→ Exercise directions
Identify every line in the material below that contains the word "church", and copy each of those lines. Match capitalization exactly.

Excerpts from point annotation data:
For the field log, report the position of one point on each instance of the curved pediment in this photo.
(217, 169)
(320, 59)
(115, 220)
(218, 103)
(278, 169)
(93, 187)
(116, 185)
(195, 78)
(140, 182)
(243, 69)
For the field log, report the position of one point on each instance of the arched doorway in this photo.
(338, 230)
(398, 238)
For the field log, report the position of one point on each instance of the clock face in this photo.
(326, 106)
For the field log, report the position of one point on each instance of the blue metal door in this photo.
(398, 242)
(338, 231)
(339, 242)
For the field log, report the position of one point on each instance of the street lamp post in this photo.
---
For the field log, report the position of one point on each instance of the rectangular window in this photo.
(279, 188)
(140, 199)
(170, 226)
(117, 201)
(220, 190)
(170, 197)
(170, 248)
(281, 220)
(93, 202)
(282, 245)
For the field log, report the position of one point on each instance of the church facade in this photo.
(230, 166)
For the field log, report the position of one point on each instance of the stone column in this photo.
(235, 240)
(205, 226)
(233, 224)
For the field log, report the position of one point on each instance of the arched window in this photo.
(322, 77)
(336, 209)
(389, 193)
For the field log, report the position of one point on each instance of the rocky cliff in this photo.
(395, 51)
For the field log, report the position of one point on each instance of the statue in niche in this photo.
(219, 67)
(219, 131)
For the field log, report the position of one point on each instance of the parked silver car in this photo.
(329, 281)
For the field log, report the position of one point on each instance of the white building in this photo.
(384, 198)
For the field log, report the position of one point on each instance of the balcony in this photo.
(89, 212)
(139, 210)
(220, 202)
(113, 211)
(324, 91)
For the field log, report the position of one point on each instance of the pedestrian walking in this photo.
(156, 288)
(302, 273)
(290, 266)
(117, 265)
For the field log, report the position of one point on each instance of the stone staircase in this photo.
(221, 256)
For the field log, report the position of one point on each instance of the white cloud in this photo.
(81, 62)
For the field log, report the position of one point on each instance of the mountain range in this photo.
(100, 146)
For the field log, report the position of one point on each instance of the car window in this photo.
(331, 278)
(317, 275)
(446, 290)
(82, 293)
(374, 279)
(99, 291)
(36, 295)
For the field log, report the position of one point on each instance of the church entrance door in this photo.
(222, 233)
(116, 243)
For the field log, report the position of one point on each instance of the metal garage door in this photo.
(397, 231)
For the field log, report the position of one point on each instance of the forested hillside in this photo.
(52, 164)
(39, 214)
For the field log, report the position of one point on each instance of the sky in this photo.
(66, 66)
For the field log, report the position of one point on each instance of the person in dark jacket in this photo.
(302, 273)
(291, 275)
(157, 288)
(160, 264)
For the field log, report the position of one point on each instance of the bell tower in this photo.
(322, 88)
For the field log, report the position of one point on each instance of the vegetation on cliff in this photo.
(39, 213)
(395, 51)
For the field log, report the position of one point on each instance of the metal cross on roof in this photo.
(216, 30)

→ Solution for this task
For the field log, report the position of one point on each instance of the church facade in this photo.
For the field log, report the position of one point on each instance of the church entrance door in this photo.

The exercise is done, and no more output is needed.